---------- Extracted text

Stored Procedures for Complex Workflows

# Example 4: Stored procedure with full parameter documentation
from snowflake.snowpark import Session

def process_sales_data(session: Session, region: str) -> str:
    """
    Process sales data for a specific region.
    
    Args:
        session: Snowpark session for data access
        region: Geographic region code (e.g., 'US', 'EU', 'APAC')
    
    Returns:
        Summary string with processing statistics
    """
    # Read data using session.table() - returns lazy DataFrame
    df = session.table("raw_sales")
    
    # Filter: WHERE clause pushed down to Snowflake
    filtered = df.filter(col("region") == region.upper())
    
    # Aggregate: GROUP BY with SUM
    aggregated = filtered.group_by("product") \
                         .agg(sum_(col("amount")).alias("total"))
    
    # Write results using save_as_table()
    #   mode="overwrite": TRUNCATE + INSERT (replaces entire table)

--------------------

(Set of tasks):
**a)** From the stored procedure example, quote the passage starting at "# Example 4: Stored" and ending at "(e.g., 'US', 'EU', 'APAC')".
**b)** In the stored procedure example, what does the comment say mode="overwrite" does when writing results?
**c)** Proceed with the stored procedure example from the point where it stops.

---------- Data rows

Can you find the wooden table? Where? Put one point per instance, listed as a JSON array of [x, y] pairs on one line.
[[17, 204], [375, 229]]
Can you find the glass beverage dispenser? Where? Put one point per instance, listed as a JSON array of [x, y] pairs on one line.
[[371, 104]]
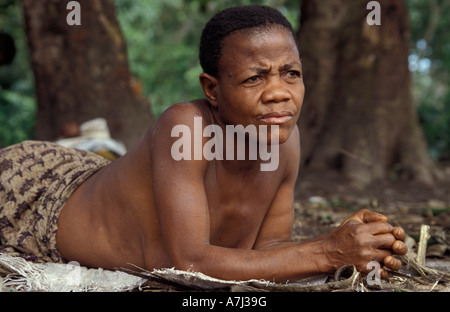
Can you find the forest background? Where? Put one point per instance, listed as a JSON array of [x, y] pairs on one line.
[[158, 33]]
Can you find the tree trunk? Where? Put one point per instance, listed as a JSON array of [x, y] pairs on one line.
[[358, 115], [81, 71]]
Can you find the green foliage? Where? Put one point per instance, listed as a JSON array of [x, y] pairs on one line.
[[430, 64], [17, 104], [162, 40], [17, 115]]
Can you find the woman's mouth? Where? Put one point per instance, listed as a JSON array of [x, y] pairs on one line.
[[276, 118]]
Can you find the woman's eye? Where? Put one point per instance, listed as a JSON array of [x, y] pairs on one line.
[[252, 79], [293, 74]]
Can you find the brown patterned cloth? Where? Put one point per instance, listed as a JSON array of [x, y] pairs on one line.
[[36, 179]]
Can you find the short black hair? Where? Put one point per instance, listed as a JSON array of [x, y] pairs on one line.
[[232, 19]]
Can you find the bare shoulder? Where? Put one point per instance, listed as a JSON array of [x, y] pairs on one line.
[[290, 154]]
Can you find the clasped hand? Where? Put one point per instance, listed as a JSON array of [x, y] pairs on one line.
[[367, 236]]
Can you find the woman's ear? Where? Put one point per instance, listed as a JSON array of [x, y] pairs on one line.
[[209, 85]]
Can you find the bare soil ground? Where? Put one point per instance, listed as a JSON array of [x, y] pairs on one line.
[[325, 199]]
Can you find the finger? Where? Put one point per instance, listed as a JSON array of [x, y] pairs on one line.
[[399, 248], [384, 241], [383, 273], [392, 263], [399, 233], [377, 228], [368, 216]]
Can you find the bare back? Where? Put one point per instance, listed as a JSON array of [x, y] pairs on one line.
[[111, 220]]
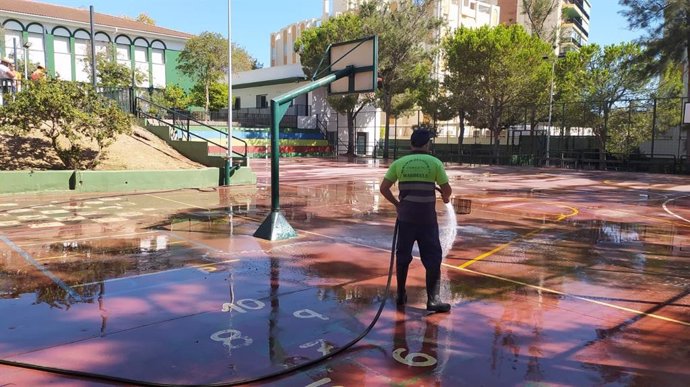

--------------------

(Answer list):
**a)**
# Example 4: Stored procedure with full parameter documentation
from snowflake.snowpark import Session

def process_sales_data(session: Session, region: str) -> str:
    """
    Process sales data for a specific region.
    
    Args:
        session: Snowpark session for data access
        region: Geographic region code (e.g., 'US', 'EU', 'APAC')

**b)** It performs a TRUNCATE + INSERT, replacing the entire table.

**c)**
    #   mode="append": INSERT INTO (adds to existing data)
    aggregated.write.mode("overwrite") \
             .save_as_table(f"sales_{region.lower()}")
    
    # Count triggers execution; returns integer
    row_count = filtered.count()
    return f"Processed {row_count} rows for {region}"

# Register procedure with explicit type declarations
#   return_type: Python return type -> Snowflake type mapping
#   input_types: Python parameter types -> Snowflake type mapping
#   packages: Available Python packages in the stored proc runtime
session.sproc.register(
    process_sales_data,
    return_type=StringType(),
    input_types=[StringType()],
    packages=["pandas"]
)

# Call procedure using session.call()
result = session.call("process_sales_data", "US")
print(result)  # "Processed 15000 rows for US"

# Example 5: Stored procedure with transaction management
from snowflake.snowpark import Session

def transfer_inventory(session: Session, source_store: str, dest_store: str, product_id: str, quantity: int) -> str:
    """
    Transfer inventory between stores with transaction safety.
    
    Uses Snowflake transactions to ensure atomicity:
    - If both operations succeed, changes are committed
    - If either operation fails, all changes are rolled back
    """
    try:
        # Read source inventory
        source_df = session.table("inventory").filter(
            (col("store_id") == source_store) & 
            (col("product_id") == product_id)
        )
        
        source_record = source_df.collect()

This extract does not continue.